**Exercise instructions**
Carry on the forum thread about headlamps versus handheld lights from the point where it stops.

**Excerpted text**
========================================

I approach the head versus hand issue a different way: any time I can use a headlamp and keep my hands free, I do. When I can't, I use a hand-held light. Just a matter of perspective


----------



## blah9 (Nov 16, 2014)

I have a handheld with me more often than I have a headlamp, but using a headlamp has definitely changed my life for the better. It really just comes down to the task and the conditions for me at this point. I think it's definitely worth having both.


----------



## K31Scout (Nov 17, 2014)

tychoseven said:


> I've come to realize the headlamp is the most useful illumination device I own. It's not the smallest, or the brightest, or the furthest throwing, but it's what I use 95% of the time when I need a light. If I had to give up all my lights but one, there would be no hesitation as to what I'm keeping. Who's with me? Could you give up all of your lights, except one headlamp? (and be happy?)



I agree 100%. But is my ZL H600Fw II still a headlamp when I take it off the headband and hold it in my hand?  

Anyone use a yellow/amber filter over their lights to avoid bugs? I am definitely gonna try that next summer out on the lake.


----------



## meti (Nov 18, 2014)

K31Scout said:


> I agree 100%. But is my ZL H600Fw II still a headlamp when I take it off the headband and hold it in my hand?



It will be an anglelamp


----------



## Phaserburn (Nov 18, 2014)

Besides bugs and glare, eyeglasses are not great with a lot of headlamps either as they can reflect flood light back.


----------



## lumicycle (Nov 18, 2014)

========================================

**Data below**

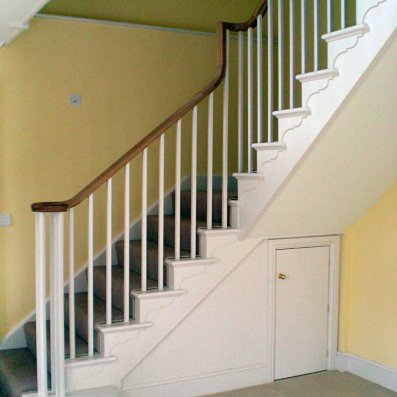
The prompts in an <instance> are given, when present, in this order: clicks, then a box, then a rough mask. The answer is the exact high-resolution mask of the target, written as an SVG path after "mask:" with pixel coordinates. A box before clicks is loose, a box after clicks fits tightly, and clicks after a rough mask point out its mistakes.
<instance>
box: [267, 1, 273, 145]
mask: <svg viewBox="0 0 397 397" xmlns="http://www.w3.org/2000/svg"><path fill="white" fill-rule="evenodd" d="M267 14H268V18H267V80H268V81H267V141H268V142H272V141H273V0H268V4H267Z"/></svg>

========================================

**Answer**
tychoseven said:


> I'm interested in hearing more about this perspective. I find the opposite is true, that I'm frustrated when I have to hold the light in one hand...because now I only have one hand free. Although it is great to have a light in your hand when looking into places that you can't (or won't!) put your head.



Well, as you mentioned, there are very practical times when to have a light in the hand is the best option. I'd prefer for it to be a conventional flashlight. In addition to those situations, if I don't _need _my hands to be free for other uses (when it's purely a matter of preference) I would still rather hold a conventional light in my hand than have a head lamp on, or hold a headlamp in my hand. I can't say exactly why except, like I said, it's a tactile thing. I just like the feeling of a flashlight in my hand more than a light strapped on my head. Even the ZL headlamps I think would be awkward (to me) to hold pistol grip style as flashlights. That said, I might try one someday to see if I could get over it, because frankly, when it comes to versatility, those look hard to beat. I like versatility, but I don't like compromises, so I'm hard to please.

I still can't decide which it would be if I could only have one...I'll get back to you.


----------



## StorminMatt (Nov 18, 2014)

reppans said:


> I'm with you too. Dog walking and outdoors, I also prefer being able to swing my beam around freely without having to move my head to point.



Good point. I've always preferred handhelds because I can instantly aim the light where I want rather than having to point my head and adjust the headlamp until it is aiming where I want it to be. This can be quite important since you often look in a given direction by moving your eyeballs rather than turning your head. Having to turn your head can feel somewhat unnatural at times. Also, with a handheld, I don't have to worry about flashing other people.



lumicycle said:


> Even the ZL headlamps I think would be awkward (to me) to hold pistol grip style as flashlights. That said, I might try one someday to see if I could get over it, because frankly, when it comes to versatility, those look hard to beat. I like versatility, but I don't like compromises, so I'm hard to please.



That's why I have an SC62w in addition to an H600Fw. Carrying an H600Fw on a hike just isn't something that is comfortable to do for hours at a time. But with this said, there are still good uses for an H600Fw out of the headband. For instance, in a tailstand, it makes quite a good lantern/work light. FAR better than trying to use a handheld light for the same purpose. The light won't roll. And it makes better use of the available light to have the emitter raised up from a surface.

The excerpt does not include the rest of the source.